Rewrite the lines of each entry below as a numbered list, leaving out any blank lines.

*-*-*

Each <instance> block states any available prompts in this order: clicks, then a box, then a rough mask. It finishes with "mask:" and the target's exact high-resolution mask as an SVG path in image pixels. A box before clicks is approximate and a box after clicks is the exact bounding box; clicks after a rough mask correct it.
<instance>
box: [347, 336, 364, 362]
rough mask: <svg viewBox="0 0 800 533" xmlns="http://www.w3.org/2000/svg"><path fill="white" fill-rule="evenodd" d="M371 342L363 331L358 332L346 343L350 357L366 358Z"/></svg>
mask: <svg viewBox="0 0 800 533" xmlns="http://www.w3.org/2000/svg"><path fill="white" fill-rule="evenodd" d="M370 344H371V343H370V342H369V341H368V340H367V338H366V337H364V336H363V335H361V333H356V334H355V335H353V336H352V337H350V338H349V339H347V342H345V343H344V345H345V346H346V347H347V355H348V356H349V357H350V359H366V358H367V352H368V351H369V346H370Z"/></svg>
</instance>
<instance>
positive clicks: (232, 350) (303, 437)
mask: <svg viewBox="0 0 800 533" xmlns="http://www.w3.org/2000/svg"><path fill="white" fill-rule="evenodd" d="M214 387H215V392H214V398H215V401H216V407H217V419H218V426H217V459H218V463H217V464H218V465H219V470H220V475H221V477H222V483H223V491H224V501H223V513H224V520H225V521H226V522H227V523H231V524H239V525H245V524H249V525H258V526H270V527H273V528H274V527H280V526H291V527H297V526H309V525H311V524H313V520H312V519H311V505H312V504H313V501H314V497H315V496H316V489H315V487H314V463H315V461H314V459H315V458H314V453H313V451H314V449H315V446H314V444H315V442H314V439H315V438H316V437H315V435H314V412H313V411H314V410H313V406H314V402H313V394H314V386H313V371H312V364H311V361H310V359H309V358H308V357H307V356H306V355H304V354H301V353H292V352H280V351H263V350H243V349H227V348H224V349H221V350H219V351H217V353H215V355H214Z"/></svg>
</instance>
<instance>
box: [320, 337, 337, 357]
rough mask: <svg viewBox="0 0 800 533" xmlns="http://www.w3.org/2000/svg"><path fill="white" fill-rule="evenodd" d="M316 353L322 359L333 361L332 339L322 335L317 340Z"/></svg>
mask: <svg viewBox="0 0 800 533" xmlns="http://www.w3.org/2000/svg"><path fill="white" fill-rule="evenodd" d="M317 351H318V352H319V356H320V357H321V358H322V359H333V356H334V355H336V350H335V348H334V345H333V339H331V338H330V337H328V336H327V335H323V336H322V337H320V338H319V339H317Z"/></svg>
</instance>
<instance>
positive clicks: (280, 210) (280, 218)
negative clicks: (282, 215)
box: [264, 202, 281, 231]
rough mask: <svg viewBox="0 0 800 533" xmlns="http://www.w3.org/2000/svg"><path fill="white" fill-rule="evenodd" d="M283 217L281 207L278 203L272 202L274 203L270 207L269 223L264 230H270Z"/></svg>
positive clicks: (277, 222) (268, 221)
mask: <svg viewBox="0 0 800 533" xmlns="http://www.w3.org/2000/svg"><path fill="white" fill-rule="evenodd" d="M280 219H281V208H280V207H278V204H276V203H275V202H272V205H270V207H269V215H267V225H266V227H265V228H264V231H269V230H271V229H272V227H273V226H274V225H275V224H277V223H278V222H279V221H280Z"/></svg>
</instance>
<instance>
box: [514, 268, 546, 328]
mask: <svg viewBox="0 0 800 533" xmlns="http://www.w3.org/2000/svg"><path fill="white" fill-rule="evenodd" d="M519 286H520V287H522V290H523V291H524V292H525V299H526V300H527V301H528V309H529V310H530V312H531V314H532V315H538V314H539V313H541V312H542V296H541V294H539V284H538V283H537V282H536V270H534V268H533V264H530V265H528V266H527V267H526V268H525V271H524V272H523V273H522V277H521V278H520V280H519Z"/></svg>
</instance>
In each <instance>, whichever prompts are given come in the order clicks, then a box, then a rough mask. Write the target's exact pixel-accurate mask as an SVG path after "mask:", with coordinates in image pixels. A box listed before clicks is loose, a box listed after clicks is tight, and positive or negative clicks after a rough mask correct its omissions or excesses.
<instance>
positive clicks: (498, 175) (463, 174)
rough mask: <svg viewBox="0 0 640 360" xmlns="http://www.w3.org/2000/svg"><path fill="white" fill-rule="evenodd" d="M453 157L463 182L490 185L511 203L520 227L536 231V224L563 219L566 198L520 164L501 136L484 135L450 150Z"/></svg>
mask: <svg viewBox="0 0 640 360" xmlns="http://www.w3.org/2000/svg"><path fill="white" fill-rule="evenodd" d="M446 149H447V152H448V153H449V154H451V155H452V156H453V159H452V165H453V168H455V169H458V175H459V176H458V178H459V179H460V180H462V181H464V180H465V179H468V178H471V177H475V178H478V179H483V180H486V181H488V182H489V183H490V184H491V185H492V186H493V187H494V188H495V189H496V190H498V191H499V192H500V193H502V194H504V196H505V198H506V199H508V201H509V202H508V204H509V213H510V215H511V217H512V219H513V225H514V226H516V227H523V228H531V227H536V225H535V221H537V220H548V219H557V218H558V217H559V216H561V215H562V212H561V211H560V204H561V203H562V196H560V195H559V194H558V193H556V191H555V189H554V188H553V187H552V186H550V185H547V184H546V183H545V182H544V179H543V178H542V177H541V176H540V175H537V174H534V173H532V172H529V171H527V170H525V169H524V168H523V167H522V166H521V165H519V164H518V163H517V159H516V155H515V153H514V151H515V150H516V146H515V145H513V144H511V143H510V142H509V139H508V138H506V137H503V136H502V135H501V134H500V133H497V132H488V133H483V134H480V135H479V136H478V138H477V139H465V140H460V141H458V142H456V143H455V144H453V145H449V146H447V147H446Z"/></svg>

*-*-*

• **Result**
1. Each <instance> block states any available prompts in this order: clicks, then a box, then a rough mask. It finishes with "mask:" and the target's exact high-resolution mask as an SVG path in image pixels. A box before clicks is approximate and a box after clicks is the exact bounding box; clicks after a rough mask correct it.
2. <instance>
3. box: [347, 336, 364, 362]
4. rough mask: <svg viewBox="0 0 800 533" xmlns="http://www.w3.org/2000/svg"><path fill="white" fill-rule="evenodd" d="M371 342L363 331L358 332L346 343L350 357L366 358Z"/></svg>
5. mask: <svg viewBox="0 0 800 533" xmlns="http://www.w3.org/2000/svg"><path fill="white" fill-rule="evenodd" d="M370 344H371V343H370V342H369V341H368V340H367V338H366V337H364V336H363V335H361V333H356V334H355V335H353V336H352V337H350V338H349V339H347V342H345V343H344V345H345V346H346V347H347V355H348V356H349V357H350V359H366V358H367V352H368V351H369V346H370Z"/></svg>
6. </instance>
7. <instance>
8. positive clicks: (232, 350) (303, 437)
9. mask: <svg viewBox="0 0 800 533" xmlns="http://www.w3.org/2000/svg"><path fill="white" fill-rule="evenodd" d="M214 387H215V392H214V398H215V401H216V407H217V419H218V426H217V459H218V463H217V464H218V465H219V470H220V475H221V477H222V483H223V491H224V501H223V513H224V520H225V521H226V522H227V523H231V524H239V525H245V524H249V525H258V526H270V527H273V528H274V527H280V526H291V527H297V526H309V525H311V524H313V520H312V519H311V505H312V504H313V501H314V497H315V496H316V489H315V487H314V463H315V461H314V459H315V458H314V453H313V451H314V449H315V446H314V444H315V442H314V439H315V438H316V437H315V435H314V412H313V411H314V410H313V406H314V402H313V394H314V386H313V371H312V364H311V361H310V359H309V358H308V357H307V356H306V355H304V354H301V353H292V352H280V351H263V350H243V349H227V348H224V349H221V350H219V351H217V353H215V355H214Z"/></svg>
10. </instance>
11. <instance>
12. box: [320, 337, 337, 357]
13. rough mask: <svg viewBox="0 0 800 533" xmlns="http://www.w3.org/2000/svg"><path fill="white" fill-rule="evenodd" d="M316 353L322 359L333 361L332 339L322 335L317 340Z"/></svg>
14. mask: <svg viewBox="0 0 800 533" xmlns="http://www.w3.org/2000/svg"><path fill="white" fill-rule="evenodd" d="M317 351H318V352H319V356H320V357H321V358H322V359H333V356H334V355H336V350H335V348H334V345H333V339H331V338H330V337H328V336H327V335H323V336H322V337H320V338H319V339H317Z"/></svg>
15. </instance>
16. <instance>
17. positive clicks: (280, 210) (280, 218)
18. negative clicks: (282, 215)
19. box: [264, 202, 281, 231]
20. rough mask: <svg viewBox="0 0 800 533" xmlns="http://www.w3.org/2000/svg"><path fill="white" fill-rule="evenodd" d="M283 217L281 207L278 203L272 202L274 203L270 207L269 223L264 230H270Z"/></svg>
21. positive clicks: (277, 222) (268, 221)
22. mask: <svg viewBox="0 0 800 533" xmlns="http://www.w3.org/2000/svg"><path fill="white" fill-rule="evenodd" d="M280 219H281V208H280V207H278V204H276V203H275V202H272V205H270V207H269V215H267V225H266V227H265V228H264V231H269V230H271V229H272V227H273V226H274V225H275V224H277V223H278V222H279V221H280Z"/></svg>
23. </instance>
24. <instance>
25. box: [514, 268, 546, 328]
26. mask: <svg viewBox="0 0 800 533" xmlns="http://www.w3.org/2000/svg"><path fill="white" fill-rule="evenodd" d="M519 286H520V287H522V290H523V291H524V292H525V299H526V300H527V301H528V309H529V310H530V312H531V314H532V315H538V314H539V313H541V312H542V296H541V294H539V284H538V283H537V282H536V270H534V268H533V264H530V265H528V266H527V267H526V268H525V271H524V272H523V273H522V277H521V278H520V280H519Z"/></svg>
27. </instance>
28. In each <instance>, whichever prompts are given come in the order clicks, then a box, then a rough mask. Write the target's exact pixel-accurate mask as an SVG path after "mask:", with coordinates in image pixels. A box listed before clicks is loose, a box listed after clicks is tight, and positive or negative clicks after a rough mask correct its omissions or excesses.
29. <instance>
30. positive clicks: (498, 175) (463, 174)
31. rough mask: <svg viewBox="0 0 640 360" xmlns="http://www.w3.org/2000/svg"><path fill="white" fill-rule="evenodd" d="M453 157L463 182L490 185L511 203L520 227L536 231V224L563 219L566 198L520 164L501 136L484 135L450 150Z"/></svg>
32. mask: <svg viewBox="0 0 640 360" xmlns="http://www.w3.org/2000/svg"><path fill="white" fill-rule="evenodd" d="M446 149H447V152H448V153H449V154H451V155H452V156H453V159H452V165H453V168H455V169H458V175H459V176H458V178H459V179H460V180H462V181H464V180H465V179H468V178H471V177H475V178H478V179H483V180H486V181H488V182H489V183H490V184H491V185H492V186H493V187H494V188H495V189H496V190H498V191H499V192H500V193H502V194H504V196H505V198H506V199H508V201H509V202H508V204H509V213H510V215H511V217H512V219H513V225H514V226H516V227H523V228H531V227H536V225H535V221H537V220H548V219H557V218H558V217H559V216H561V215H562V212H561V211H560V204H561V203H562V196H560V195H559V194H558V193H556V191H555V189H554V188H553V187H552V186H550V185H547V184H546V183H545V182H544V179H543V178H542V177H541V176H540V175H537V174H534V173H532V172H529V171H527V170H525V169H524V168H523V167H522V166H521V165H519V164H518V163H517V159H516V155H515V153H514V151H515V150H516V146H515V145H513V144H511V143H510V142H509V139H508V138H506V137H503V136H502V135H501V134H500V133H497V132H488V133H483V134H480V135H479V136H478V138H477V139H465V140H460V141H458V142H456V143H455V144H453V145H449V146H447V147H446Z"/></svg>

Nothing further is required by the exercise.